▶ _What you should do_:
Please format the lines below as a numbered list, leaving out any blank lines.
★ ★ ★ ★ ★
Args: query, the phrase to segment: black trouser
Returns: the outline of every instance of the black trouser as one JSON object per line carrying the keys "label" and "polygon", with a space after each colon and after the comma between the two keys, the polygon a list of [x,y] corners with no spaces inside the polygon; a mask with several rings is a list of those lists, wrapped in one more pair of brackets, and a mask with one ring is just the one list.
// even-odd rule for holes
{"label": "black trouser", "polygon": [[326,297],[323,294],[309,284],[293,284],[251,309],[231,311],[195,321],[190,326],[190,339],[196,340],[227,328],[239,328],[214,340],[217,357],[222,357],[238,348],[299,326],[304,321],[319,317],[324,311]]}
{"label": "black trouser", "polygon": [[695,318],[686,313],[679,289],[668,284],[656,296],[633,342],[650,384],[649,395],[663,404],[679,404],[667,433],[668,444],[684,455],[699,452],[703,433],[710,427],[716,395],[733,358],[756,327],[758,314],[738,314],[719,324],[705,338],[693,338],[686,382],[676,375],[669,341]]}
★ ★ ★ ★ ★
▶ _Output_:
1. Args: query, the phrase to segment: black trouser
2. Returns: the outline of every instance of the black trouser as one JSON object per line carrying the keys "label" and "polygon", with a space after each colon and after the comma between the two keys, the polygon a list of [x,y] corners with no spaces inside the polygon; a mask with several rings is a list of those lists, wrapped in one more pair of brackets, and a mask with one ring is just the one list.
3. // even-odd rule for holes
4. {"label": "black trouser", "polygon": [[326,297],[323,294],[309,284],[293,284],[251,309],[231,311],[195,321],[190,326],[190,339],[196,340],[227,328],[239,328],[214,340],[217,357],[222,357],[238,348],[299,326],[304,321],[319,317],[324,311]]}
5. {"label": "black trouser", "polygon": [[695,318],[686,313],[679,289],[668,284],[656,296],[633,342],[650,384],[649,395],[663,404],[679,404],[667,433],[668,444],[684,455],[699,452],[703,433],[710,427],[716,395],[733,358],[756,327],[758,314],[738,314],[719,324],[705,338],[693,338],[686,382],[676,375],[669,341]]}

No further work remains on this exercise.